***** Data provided

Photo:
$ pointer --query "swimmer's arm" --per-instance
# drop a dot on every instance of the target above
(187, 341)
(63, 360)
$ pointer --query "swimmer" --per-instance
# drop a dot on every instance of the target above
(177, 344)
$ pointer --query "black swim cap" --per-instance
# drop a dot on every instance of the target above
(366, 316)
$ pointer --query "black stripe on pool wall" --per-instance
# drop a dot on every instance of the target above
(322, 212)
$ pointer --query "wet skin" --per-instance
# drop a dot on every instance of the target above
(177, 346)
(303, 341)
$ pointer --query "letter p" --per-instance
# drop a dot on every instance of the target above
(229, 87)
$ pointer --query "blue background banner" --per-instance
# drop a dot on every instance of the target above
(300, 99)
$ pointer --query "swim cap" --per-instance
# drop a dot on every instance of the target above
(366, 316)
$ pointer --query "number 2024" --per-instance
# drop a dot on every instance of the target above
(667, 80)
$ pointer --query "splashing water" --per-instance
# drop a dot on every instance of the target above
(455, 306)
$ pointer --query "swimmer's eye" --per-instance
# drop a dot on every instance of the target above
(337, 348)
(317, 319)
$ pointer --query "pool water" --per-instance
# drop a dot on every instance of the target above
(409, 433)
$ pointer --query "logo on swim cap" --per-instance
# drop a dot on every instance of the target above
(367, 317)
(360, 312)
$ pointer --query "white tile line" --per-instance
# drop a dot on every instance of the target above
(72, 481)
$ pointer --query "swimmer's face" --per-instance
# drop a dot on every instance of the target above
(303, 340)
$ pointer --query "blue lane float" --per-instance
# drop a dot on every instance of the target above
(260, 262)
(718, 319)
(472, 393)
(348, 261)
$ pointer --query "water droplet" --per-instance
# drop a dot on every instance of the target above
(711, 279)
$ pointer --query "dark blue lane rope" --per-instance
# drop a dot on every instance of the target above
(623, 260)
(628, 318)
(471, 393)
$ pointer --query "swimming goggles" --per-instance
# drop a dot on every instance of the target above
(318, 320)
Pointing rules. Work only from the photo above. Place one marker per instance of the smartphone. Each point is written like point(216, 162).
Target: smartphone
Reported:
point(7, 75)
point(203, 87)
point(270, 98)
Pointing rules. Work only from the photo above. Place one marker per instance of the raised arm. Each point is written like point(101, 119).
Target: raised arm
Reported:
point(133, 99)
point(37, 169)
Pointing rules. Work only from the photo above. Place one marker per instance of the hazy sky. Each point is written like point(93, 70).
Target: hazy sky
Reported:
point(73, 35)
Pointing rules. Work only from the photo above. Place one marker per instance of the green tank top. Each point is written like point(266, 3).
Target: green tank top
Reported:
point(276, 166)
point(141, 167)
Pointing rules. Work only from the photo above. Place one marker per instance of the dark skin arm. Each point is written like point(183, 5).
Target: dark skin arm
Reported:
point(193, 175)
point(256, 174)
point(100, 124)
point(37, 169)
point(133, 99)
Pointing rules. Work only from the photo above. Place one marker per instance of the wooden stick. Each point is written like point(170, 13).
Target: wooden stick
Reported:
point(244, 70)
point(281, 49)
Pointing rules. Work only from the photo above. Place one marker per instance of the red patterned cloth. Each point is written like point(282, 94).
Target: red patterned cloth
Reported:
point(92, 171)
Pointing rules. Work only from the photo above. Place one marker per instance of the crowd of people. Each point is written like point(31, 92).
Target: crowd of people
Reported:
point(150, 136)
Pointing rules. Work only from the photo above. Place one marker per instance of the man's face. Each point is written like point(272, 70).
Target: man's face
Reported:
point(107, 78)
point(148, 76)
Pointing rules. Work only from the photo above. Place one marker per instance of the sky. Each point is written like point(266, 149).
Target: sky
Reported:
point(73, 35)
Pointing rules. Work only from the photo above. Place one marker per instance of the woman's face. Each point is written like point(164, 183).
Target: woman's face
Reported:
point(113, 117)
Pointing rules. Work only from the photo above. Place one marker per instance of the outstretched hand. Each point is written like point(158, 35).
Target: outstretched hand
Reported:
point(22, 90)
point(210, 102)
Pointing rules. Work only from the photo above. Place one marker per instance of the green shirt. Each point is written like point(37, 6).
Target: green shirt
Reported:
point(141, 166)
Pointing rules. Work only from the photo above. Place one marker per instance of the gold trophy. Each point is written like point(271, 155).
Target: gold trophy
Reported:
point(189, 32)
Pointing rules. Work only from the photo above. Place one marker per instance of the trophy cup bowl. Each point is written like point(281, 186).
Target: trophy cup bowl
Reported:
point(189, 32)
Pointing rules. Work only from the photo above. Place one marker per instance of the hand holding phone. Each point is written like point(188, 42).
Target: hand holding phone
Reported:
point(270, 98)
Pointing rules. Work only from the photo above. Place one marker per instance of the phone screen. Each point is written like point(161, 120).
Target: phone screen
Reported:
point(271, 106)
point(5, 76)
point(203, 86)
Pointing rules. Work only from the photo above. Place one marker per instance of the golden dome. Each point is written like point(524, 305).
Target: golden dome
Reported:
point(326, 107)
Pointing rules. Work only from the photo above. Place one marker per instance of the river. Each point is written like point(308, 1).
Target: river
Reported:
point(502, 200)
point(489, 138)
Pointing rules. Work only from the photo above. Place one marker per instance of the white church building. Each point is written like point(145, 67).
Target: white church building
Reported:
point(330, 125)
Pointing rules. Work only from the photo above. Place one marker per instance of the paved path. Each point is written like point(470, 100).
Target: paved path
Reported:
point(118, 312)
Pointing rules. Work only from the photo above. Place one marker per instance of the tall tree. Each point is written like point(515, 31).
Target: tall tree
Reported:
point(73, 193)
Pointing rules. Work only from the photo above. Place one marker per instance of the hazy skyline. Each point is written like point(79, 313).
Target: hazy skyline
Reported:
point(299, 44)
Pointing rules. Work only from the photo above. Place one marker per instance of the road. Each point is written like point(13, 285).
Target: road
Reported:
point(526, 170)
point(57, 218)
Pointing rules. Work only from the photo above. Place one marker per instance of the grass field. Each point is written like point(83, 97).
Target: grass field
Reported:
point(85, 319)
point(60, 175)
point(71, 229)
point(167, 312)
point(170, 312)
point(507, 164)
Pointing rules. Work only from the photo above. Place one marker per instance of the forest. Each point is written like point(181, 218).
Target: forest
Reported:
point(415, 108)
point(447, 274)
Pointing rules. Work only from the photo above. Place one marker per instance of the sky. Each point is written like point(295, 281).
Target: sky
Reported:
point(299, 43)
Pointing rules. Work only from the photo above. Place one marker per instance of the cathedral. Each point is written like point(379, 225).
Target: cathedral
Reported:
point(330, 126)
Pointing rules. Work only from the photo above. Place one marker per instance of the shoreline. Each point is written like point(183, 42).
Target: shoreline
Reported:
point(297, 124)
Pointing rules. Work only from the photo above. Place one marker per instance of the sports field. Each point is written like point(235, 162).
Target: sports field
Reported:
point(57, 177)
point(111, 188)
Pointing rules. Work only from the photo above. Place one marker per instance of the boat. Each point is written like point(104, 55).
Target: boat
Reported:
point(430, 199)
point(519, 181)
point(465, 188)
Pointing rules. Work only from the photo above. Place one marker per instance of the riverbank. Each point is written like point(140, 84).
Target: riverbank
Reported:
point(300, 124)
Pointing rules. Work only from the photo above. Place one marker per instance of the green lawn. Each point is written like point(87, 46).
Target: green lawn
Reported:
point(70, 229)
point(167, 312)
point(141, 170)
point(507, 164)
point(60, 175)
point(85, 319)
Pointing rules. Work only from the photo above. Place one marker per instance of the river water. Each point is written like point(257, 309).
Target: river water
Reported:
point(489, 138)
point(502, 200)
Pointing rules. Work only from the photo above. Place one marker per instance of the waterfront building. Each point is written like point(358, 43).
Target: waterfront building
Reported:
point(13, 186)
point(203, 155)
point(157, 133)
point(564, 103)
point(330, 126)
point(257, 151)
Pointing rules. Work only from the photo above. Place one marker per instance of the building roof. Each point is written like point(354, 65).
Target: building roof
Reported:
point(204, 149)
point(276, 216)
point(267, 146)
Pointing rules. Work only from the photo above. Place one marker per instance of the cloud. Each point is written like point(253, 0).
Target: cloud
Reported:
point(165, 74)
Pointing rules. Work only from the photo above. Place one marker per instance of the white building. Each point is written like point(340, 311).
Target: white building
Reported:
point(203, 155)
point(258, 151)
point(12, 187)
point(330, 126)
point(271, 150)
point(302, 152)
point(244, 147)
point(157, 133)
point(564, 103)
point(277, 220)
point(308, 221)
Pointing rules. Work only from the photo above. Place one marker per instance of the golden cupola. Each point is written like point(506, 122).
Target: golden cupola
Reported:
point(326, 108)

**********

**Goal of the exercise:**
Extract every line from the one containing "like point(358, 43)." through the last line of the data, inclusive, exactly as written.

**Output of the task:**
Pointing rules. Work only from the photo above. Place one marker per instance of the waterfront building. Each point is written like point(358, 43).
Target: waterfront building
Reported:
point(13, 186)
point(203, 155)
point(157, 133)
point(564, 103)
point(330, 126)
point(257, 151)
Pointing rules. Work only from the photo above. Place one marker per instance of the building roof. Each point is written like point(354, 65).
Target: building roof
Reported:
point(204, 149)
point(276, 216)
point(267, 146)
Pointing rules. Work only from the photo above. Place one marker per instance of the cloud. Each point is written like point(253, 0).
Target: cloud
Reported:
point(165, 74)
Pointing rules. Work only from the photo above. Place one marker per instance of the white building. Each point is written like point(340, 311).
Target: white building
Reported:
point(203, 155)
point(258, 151)
point(12, 187)
point(330, 126)
point(271, 150)
point(302, 152)
point(244, 147)
point(157, 133)
point(564, 103)
point(277, 220)
point(308, 221)
Pointing rules. Work only from the photo above. Place one marker per instance of the golden cupola. Each point is written like point(506, 122).
Target: golden cupola
Reported:
point(326, 108)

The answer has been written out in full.